WRITTEN EXERCISE: Report how many lines in the entries below contain the string "phrase", treating uppercase and lowercase as different. Give only the number.

# RECORD EXTRACTS start

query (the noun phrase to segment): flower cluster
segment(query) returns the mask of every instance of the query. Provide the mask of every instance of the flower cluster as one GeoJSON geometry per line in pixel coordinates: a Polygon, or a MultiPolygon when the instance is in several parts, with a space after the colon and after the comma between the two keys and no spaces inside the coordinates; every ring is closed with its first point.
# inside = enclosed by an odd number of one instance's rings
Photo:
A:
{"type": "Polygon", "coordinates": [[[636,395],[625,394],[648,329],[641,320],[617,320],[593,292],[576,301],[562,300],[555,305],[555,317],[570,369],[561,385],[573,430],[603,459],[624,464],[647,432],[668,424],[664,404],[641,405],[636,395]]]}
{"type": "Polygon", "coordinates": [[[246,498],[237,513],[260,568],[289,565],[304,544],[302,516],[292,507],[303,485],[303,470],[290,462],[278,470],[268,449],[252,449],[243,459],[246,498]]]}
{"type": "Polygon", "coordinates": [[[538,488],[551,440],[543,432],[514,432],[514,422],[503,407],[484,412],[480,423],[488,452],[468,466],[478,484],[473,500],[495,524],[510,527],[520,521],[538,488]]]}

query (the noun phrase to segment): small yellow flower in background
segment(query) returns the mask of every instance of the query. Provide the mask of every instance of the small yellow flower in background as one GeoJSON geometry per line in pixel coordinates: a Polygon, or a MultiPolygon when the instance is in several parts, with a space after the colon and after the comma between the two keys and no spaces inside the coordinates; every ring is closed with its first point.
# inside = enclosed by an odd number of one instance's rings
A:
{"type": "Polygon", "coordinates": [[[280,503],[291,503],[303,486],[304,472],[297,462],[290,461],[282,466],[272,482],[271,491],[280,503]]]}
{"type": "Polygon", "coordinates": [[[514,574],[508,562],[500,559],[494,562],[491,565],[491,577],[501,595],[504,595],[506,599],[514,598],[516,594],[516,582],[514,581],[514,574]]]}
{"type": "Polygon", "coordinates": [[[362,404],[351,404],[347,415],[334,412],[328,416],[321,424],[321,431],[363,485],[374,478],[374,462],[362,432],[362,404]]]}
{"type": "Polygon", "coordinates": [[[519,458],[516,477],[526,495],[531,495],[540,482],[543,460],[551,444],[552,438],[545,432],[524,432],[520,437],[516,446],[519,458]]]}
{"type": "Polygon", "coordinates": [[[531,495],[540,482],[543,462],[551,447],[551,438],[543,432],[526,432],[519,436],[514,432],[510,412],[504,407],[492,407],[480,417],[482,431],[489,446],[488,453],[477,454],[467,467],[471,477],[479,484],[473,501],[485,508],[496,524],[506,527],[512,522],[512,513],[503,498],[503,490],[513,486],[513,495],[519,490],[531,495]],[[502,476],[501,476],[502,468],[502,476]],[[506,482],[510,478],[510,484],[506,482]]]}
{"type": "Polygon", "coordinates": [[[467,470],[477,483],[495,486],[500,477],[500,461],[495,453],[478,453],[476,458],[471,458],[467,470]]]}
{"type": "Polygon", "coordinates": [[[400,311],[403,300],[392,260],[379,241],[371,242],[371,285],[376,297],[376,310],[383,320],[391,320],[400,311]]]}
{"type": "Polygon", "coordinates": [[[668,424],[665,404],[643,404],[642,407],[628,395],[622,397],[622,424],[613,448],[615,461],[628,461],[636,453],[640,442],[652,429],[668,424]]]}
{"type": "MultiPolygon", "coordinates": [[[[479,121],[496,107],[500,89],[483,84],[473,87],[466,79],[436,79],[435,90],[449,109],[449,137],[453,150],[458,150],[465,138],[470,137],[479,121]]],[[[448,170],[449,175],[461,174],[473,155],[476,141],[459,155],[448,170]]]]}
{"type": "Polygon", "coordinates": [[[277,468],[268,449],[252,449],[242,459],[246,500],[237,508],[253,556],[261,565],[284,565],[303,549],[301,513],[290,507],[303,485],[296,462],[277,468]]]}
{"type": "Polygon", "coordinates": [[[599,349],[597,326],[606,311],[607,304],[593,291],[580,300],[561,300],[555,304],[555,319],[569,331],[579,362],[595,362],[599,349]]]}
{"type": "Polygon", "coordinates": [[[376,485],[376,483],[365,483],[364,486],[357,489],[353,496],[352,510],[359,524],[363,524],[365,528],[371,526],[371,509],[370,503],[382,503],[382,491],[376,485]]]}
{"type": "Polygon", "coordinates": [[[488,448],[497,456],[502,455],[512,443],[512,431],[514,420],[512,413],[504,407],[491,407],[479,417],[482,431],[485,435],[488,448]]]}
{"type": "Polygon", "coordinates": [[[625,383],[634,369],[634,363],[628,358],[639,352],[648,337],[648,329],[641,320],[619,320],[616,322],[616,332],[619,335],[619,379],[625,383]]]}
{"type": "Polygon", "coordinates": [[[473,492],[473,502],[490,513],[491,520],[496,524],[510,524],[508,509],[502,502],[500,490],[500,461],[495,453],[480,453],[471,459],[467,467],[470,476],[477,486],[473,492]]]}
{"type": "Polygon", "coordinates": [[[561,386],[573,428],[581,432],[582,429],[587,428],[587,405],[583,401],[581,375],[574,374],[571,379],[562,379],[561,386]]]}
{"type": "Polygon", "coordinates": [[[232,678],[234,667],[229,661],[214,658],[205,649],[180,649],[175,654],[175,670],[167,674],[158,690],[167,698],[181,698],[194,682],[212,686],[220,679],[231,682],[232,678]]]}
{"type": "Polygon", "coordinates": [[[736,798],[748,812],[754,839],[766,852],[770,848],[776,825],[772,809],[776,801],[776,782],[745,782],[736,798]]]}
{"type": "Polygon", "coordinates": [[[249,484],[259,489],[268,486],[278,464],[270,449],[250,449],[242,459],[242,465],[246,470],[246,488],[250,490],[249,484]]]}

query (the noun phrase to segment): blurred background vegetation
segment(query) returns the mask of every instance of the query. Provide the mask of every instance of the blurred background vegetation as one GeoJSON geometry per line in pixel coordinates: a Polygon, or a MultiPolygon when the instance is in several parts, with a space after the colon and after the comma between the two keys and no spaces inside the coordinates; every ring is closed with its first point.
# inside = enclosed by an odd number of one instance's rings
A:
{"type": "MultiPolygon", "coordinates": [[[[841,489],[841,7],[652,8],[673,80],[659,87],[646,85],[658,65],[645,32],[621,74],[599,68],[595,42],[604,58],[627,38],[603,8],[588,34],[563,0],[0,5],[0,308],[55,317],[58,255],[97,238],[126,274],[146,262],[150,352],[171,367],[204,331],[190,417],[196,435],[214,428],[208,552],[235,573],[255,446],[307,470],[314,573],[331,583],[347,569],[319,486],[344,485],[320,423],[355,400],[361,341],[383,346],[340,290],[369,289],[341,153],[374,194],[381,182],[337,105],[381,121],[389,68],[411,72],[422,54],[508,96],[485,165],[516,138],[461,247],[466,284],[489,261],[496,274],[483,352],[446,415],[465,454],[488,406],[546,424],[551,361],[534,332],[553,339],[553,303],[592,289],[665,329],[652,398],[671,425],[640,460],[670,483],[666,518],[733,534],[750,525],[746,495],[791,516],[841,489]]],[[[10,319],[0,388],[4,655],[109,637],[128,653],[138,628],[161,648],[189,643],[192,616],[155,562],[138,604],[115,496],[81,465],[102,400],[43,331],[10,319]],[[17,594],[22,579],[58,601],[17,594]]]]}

# RECORD EXTRACTS end

FINAL RESULT: 3